Objective:
Can you write out the trace-driven evaluation passage word for word, between "From Table 3, one" and "reconstruction time accordingly.", inclusive?

Passage:
4.3 Trace-driven evaluations

We first conduct experiments on an 8-disk RAID5 set with a stripe unit size of 64KB while running PR, PRO and WorkOut-powered PR and PRO respectively. Table 3 and Table 4, respectively, show the reconstruction time and average user response time under the minimum reconstruction bandwidth of 1MB/s, driven by the three traces. We configure a 4-disk dedicated RAID5 set with a stripe unit size of 64KB as the surrogate RAID set to boost the reconstruction performance of the 8-disk degraded RAID set.

From Table 3, one can see that WorkOut speeds up the reconstruction time by a factor of up to 5.52, 1.64 and 1.30 for the Fin1, Fin2 and Web traces, respectively. The significant improvement achieved on the Fin1 trace, with a reconstruction time of 203.1s vs. 1121.8s for PR and 188.3s vs. 1109.6s for PRO, is due to the fact that 84% of requests (69% of writes plus 15% of reads) are redirected away from the degraded RAID set (see Figure 5), which enables the speed of the on-line reconstruction to approach that of the off-line counterpart. In our experiments, the off-line reconstruction time is 136.4 seconds for PR on the same platform. Moreover, WorkOut outsources 36% and 34% of user I/O requests away from the degraded RAID set for the Fin2 and Web traces, which is much fewer than that for the Fin1 trace, thus reducing the reconstruction time accordingly.

Data extracted from a collection
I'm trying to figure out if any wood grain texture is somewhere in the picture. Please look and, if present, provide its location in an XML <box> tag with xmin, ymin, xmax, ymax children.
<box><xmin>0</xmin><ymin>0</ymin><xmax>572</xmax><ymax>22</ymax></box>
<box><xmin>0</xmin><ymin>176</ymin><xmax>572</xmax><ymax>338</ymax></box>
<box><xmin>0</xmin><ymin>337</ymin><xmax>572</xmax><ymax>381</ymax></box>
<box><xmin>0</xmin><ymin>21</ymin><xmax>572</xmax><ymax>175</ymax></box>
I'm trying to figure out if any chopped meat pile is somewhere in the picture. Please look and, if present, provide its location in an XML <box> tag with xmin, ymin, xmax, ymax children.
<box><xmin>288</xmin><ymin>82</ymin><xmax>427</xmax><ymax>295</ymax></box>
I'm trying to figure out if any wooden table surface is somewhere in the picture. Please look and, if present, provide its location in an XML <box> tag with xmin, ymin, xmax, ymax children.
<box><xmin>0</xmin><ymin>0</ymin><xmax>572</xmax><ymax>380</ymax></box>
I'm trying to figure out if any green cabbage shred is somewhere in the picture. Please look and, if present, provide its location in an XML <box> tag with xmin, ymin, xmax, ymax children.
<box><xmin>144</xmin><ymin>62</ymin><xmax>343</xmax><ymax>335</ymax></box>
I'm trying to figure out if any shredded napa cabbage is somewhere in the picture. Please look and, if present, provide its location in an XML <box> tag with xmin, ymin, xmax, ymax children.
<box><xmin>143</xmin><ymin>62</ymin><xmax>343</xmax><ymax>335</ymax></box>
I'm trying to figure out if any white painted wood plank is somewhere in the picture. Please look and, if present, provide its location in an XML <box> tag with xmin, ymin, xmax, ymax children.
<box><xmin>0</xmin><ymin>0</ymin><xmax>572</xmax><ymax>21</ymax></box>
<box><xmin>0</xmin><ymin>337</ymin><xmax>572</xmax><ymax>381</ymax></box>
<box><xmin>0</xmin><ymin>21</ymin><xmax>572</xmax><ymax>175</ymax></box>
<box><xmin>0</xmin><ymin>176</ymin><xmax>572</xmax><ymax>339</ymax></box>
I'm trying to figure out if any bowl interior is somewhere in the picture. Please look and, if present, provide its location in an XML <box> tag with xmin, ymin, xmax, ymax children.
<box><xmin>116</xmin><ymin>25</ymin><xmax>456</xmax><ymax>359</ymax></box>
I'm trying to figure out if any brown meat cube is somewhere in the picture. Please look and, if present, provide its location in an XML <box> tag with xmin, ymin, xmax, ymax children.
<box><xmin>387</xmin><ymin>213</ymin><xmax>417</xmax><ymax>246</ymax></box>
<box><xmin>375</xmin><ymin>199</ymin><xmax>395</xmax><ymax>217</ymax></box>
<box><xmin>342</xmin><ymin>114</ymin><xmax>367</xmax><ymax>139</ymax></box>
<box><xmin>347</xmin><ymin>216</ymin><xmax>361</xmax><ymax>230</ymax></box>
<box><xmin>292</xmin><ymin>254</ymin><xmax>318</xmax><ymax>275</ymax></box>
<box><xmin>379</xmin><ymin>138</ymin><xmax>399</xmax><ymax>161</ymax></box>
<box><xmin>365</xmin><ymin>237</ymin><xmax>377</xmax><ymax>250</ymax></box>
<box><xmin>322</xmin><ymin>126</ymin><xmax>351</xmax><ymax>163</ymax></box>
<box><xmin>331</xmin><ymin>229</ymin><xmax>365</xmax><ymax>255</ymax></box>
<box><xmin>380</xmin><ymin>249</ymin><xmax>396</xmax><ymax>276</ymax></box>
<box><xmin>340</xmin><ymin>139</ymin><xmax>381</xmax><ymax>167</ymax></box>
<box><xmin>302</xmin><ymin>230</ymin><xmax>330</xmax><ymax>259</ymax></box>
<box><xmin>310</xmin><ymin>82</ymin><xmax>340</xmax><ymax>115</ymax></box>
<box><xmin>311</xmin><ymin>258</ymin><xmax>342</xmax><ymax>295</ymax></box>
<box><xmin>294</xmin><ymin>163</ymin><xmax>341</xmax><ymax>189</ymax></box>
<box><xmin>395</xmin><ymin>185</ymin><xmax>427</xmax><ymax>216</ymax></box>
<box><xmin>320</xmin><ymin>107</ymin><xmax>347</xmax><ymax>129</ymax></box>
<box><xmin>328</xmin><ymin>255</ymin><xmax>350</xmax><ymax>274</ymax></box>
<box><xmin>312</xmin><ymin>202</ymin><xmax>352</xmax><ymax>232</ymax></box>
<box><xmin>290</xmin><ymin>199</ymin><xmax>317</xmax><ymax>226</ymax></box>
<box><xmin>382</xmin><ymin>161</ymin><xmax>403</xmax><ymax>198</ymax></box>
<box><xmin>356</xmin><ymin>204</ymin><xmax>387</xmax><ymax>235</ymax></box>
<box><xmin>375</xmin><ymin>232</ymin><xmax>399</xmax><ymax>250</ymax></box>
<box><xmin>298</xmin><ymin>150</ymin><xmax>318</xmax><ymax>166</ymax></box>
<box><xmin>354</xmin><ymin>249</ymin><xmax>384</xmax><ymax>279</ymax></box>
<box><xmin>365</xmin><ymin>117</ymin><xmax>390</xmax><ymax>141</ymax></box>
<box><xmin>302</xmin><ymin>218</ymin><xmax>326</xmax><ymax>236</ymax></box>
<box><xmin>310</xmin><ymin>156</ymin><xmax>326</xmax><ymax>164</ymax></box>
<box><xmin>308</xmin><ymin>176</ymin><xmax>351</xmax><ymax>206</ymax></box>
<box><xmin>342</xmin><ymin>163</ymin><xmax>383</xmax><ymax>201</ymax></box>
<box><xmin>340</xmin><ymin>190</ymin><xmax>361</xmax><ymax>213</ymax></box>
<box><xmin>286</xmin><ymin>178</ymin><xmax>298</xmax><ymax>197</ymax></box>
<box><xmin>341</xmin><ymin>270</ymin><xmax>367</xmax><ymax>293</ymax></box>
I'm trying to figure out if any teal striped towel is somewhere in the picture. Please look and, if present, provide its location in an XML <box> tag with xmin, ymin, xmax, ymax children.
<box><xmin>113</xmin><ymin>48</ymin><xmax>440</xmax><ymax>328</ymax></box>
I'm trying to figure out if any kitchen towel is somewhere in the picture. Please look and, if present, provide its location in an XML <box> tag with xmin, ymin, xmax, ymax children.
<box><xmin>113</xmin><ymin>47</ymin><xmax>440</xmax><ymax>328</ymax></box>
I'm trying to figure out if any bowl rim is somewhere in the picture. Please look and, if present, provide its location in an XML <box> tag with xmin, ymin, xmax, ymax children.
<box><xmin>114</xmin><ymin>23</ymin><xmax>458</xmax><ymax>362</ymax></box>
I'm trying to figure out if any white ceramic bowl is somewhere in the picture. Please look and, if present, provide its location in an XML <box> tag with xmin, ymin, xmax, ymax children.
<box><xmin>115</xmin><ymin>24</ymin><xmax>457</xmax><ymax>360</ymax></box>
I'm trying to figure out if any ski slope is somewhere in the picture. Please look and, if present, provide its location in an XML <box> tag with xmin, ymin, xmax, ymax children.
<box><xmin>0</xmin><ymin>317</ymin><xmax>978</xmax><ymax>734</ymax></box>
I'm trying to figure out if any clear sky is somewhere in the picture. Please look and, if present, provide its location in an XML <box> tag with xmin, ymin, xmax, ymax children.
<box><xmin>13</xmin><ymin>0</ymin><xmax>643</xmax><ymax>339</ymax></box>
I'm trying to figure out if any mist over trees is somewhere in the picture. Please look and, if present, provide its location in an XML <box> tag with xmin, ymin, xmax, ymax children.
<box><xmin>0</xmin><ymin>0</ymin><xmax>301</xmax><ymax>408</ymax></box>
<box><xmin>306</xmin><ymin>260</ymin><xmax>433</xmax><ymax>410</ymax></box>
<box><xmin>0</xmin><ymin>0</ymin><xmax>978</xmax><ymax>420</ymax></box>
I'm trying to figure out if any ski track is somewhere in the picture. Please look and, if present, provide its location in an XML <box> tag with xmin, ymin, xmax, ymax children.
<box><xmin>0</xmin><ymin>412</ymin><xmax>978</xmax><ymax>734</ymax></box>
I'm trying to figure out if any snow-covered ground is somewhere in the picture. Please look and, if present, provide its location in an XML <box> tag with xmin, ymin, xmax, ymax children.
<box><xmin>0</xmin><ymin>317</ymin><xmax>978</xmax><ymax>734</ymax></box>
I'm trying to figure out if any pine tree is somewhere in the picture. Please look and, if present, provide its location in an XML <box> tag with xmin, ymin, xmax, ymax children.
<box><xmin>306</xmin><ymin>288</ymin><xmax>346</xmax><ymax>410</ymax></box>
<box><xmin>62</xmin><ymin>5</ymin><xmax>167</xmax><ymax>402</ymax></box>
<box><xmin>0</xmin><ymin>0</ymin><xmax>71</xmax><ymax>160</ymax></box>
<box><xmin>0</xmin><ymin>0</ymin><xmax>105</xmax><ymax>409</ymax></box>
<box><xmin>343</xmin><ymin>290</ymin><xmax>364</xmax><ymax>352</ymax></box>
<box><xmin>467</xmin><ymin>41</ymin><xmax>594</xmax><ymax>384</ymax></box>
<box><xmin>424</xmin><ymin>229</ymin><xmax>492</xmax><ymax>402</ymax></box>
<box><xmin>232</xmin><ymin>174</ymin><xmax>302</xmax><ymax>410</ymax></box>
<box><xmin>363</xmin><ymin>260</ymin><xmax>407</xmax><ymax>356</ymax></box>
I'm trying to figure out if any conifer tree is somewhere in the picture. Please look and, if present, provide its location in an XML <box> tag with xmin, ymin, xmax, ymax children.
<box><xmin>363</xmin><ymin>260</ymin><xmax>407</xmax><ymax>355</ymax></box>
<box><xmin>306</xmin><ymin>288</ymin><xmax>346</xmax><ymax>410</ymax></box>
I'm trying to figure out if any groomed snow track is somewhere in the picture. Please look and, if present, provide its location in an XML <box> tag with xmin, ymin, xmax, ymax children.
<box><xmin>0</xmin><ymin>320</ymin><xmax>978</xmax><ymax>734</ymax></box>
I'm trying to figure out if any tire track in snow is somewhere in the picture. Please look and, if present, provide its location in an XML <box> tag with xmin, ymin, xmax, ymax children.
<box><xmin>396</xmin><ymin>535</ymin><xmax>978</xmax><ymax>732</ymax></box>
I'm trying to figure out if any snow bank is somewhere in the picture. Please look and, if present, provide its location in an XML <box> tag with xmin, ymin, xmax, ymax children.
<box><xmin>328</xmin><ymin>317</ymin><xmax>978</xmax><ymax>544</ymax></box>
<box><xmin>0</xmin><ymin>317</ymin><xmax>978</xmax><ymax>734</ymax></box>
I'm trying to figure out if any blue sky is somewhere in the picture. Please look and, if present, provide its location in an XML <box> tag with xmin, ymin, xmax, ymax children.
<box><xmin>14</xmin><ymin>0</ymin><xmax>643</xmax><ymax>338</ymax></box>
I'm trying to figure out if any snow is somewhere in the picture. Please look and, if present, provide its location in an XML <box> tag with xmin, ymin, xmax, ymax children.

Solution to this task:
From Table 3, one can see that WorkOut speeds up the reconstruction time by a factor of up to 5.52, 1.64 and 1.30 for the Fin1, Fin2 and Web traces, respectively. The significant improvement achieved on the Fin1 trace, with a reconstruction time of 203.1s vs. 1121.8s for PR and 188.3s vs. 1109.6s for PRO, is due to the fact that 84% of requests (69% of writes plus 15% of reads) are redirected away from the degraded RAID set (see Figure 5), which enables the speed of the on-line reconstruction to approach that of the off-line counterpart. In our experiments, the off-line reconstruction time is 136.4 seconds for PR on the same platform. Moreover, WorkOut outsources 36% and 34% of user I/O requests away from the degraded RAID set for the Fin2 and Web traces, which is much fewer than that for the Fin1 trace, thus reducing the reconstruction time accordingly.